TASK DIRECTIONS:
Once the line containing "Could you please indicate the spark" is found in the entries below, restate it and each following line word for word, stopping after the line containing "Could you please indicate the shadow".
╭─ AVAILABLE DATA
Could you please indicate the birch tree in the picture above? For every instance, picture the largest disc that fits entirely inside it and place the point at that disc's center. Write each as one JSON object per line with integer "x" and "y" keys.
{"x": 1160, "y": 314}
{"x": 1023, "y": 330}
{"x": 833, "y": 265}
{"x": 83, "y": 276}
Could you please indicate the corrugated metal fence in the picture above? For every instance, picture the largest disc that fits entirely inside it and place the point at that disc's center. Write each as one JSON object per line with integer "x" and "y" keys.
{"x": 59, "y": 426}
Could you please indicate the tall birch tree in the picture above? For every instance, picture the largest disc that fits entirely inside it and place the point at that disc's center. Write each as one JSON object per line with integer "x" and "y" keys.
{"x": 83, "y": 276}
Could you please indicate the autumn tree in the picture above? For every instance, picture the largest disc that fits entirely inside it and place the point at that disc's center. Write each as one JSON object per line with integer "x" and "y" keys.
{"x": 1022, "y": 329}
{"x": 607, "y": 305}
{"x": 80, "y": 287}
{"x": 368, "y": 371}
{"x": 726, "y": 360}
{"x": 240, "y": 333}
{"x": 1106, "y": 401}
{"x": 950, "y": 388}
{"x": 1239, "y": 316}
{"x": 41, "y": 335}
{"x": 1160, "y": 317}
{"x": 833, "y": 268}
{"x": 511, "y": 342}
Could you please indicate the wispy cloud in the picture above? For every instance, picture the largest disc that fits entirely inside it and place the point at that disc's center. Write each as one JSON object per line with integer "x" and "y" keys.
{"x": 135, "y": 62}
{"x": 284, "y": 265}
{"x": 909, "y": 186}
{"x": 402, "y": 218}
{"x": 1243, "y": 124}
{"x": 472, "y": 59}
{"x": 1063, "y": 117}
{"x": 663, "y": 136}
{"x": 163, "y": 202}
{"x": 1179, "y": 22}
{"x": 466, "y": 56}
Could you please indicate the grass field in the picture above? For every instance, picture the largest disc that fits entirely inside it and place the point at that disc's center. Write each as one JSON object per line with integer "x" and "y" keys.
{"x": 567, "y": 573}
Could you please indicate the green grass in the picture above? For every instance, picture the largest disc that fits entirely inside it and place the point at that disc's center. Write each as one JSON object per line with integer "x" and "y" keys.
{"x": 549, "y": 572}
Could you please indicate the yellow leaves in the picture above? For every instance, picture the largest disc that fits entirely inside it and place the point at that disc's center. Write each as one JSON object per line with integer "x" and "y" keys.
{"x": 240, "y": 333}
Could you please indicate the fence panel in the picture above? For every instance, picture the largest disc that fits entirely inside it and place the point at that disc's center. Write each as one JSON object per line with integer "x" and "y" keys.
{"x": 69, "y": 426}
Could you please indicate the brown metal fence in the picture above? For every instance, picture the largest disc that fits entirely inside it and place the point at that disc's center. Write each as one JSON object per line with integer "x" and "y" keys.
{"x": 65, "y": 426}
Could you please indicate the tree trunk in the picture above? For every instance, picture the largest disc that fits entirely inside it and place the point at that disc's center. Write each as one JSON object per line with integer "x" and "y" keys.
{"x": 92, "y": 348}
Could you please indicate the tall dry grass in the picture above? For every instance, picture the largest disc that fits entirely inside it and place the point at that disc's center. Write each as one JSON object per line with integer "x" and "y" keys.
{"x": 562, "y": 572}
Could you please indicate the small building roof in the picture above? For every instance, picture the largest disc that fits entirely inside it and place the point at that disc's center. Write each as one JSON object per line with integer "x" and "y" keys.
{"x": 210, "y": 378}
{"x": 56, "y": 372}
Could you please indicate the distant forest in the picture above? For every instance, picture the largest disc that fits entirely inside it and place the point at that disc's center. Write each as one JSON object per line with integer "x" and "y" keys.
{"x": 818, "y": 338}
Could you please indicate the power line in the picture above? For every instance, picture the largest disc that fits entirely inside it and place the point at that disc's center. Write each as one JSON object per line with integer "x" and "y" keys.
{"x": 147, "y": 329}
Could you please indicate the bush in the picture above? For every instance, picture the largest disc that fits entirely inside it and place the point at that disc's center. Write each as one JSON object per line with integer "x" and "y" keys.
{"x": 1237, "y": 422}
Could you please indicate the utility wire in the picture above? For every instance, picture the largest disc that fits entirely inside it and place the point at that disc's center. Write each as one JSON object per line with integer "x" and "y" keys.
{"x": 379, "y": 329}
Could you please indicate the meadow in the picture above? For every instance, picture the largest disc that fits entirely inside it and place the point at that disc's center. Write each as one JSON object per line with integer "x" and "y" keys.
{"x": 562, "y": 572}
╰─
╭─ AVAILABLE DATA
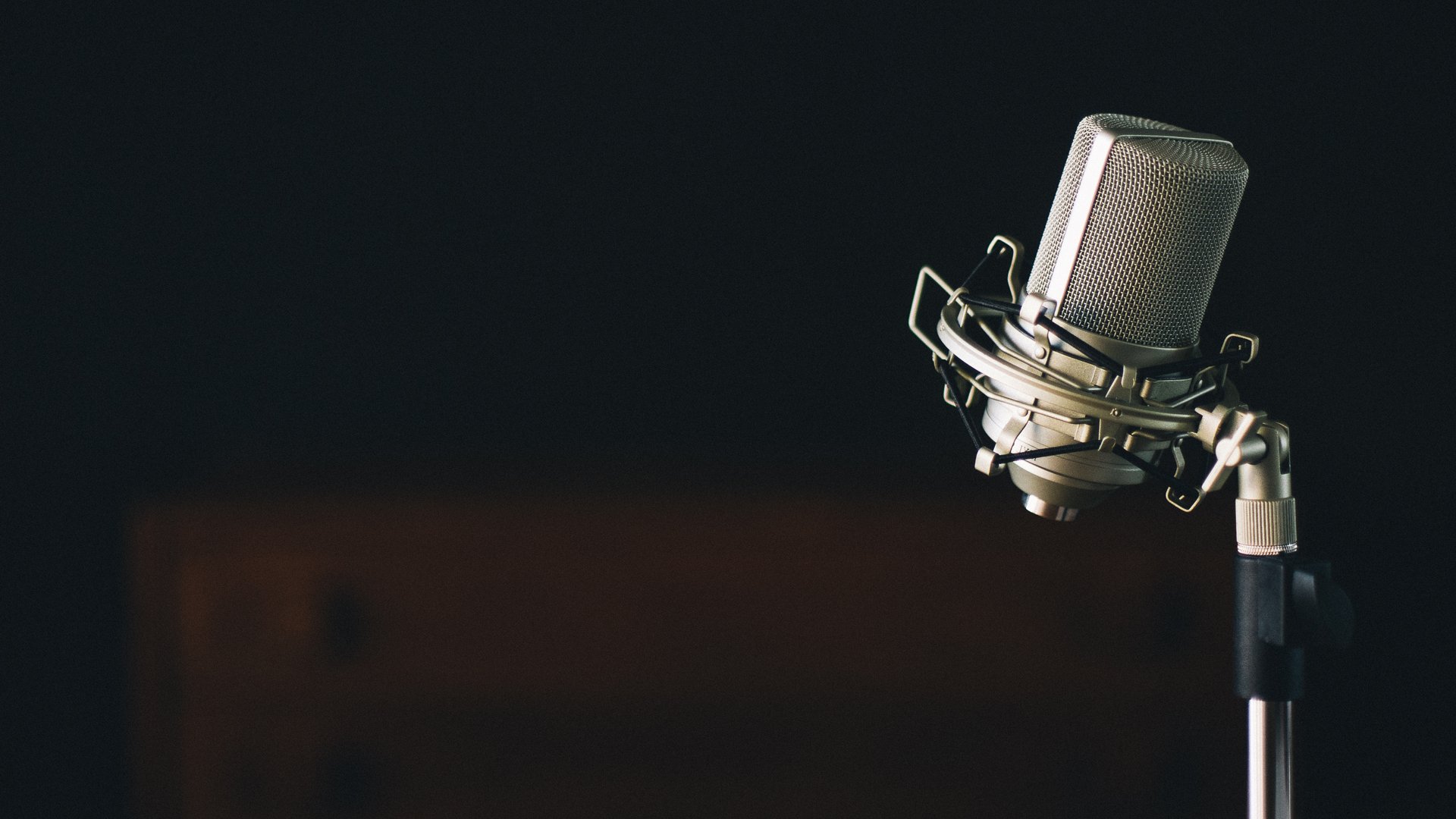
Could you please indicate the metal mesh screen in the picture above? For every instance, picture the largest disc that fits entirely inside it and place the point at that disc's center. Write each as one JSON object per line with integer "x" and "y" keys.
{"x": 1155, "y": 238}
╰─
╭─ AVAILABLE DATA
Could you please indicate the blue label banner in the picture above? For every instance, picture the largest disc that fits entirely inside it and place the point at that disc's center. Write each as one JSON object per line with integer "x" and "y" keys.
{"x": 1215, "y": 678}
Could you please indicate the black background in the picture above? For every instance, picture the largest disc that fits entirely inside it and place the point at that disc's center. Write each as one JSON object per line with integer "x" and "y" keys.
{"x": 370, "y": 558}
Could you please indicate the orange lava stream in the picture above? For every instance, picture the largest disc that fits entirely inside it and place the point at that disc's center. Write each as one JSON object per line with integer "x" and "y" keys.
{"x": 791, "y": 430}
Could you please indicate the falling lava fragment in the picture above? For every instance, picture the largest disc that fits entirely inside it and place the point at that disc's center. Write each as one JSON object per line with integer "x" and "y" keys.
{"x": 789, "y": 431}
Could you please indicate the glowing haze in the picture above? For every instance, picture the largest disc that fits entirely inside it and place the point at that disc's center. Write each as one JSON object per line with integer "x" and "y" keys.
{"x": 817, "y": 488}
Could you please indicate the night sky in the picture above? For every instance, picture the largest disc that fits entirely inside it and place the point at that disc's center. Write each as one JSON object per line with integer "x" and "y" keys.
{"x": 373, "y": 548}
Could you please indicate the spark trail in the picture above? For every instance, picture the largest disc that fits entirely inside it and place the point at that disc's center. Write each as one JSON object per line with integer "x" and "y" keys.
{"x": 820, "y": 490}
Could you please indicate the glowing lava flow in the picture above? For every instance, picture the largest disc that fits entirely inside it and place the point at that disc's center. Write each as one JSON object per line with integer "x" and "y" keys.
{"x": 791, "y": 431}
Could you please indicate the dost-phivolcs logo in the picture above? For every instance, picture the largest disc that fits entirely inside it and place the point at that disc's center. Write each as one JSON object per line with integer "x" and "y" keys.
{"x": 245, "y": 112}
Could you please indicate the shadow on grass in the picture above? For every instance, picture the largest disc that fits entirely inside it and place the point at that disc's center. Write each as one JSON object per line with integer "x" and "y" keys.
╰─
WORKED SOLUTION:
Could you please indicate the spark trail in the picture above? For every instance, picture the largest disc that fits entirely inside it and place the point at that disc's center. Write each as one JSON object per line with integer "x" and "y" keys.
{"x": 820, "y": 490}
Could you please indicate the glowing lava flow in the picture above? For every instance, picture the largest disc that fits entirely inside it and place the point at that disc's center. Write each as one JSON object per line with integer "x" and "y" keys.
{"x": 791, "y": 431}
Could you please indicate the dost-phivolcs logo in the picture above? For every instance, picture the largest disc that fits entirely inside it and place the point at that disc's center. Write each as one JSON object per line with integer "x" and "y" keys.
{"x": 245, "y": 112}
Could you please indicate the shadow on grass in the picture above? For every instance, picture the largest disc that fits entirely inside it and place the point at that disc's center. Write each as one JSON object per line with integer "x" and "y" keys.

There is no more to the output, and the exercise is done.